**THE REQUEST**: Write out every one of the following items line for line, with no changes of any kind.

-------- STORED ROWS --------

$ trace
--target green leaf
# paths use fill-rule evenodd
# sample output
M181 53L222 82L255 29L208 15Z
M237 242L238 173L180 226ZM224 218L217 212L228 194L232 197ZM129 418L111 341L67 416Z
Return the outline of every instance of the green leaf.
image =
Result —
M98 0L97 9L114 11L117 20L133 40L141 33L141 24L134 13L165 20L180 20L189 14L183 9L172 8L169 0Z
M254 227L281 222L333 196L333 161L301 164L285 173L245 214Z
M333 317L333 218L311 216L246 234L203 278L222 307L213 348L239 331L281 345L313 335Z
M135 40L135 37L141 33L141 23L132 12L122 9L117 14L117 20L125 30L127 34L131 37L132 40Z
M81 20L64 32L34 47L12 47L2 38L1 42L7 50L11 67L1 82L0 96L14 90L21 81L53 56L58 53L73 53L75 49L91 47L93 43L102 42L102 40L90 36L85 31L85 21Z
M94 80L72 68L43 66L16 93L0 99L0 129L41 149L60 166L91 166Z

--------

**RESULT FOR THIS EXERCISE**:
$ trace
--target green leaf
# paths use fill-rule evenodd
# sample output
M181 53L222 82L255 29L208 15Z
M237 242L238 173L180 226ZM224 218L217 212L228 194L232 197ZM129 418L111 341L67 416Z
Return the outline of every instance of the green leaf.
image =
Result —
M98 0L97 9L114 11L117 20L133 40L141 33L141 24L134 13L165 20L180 20L189 14L183 9L172 8L169 0Z
M254 227L281 222L333 196L333 161L301 164L285 173L245 214Z
M333 317L333 218L311 216L246 234L203 278L222 307L213 348L239 331L281 345L313 335Z
M135 40L135 37L141 33L141 23L132 12L122 9L117 14L117 20L125 30L127 34L131 37L132 40Z
M81 20L64 32L34 47L12 47L2 38L1 42L7 50L11 67L1 82L0 96L14 90L21 81L53 56L58 53L73 53L75 49L91 47L93 43L102 42L102 40L90 36L85 31L85 21Z
M94 80L72 68L43 66L16 93L0 99L0 129L41 149L60 166L91 166Z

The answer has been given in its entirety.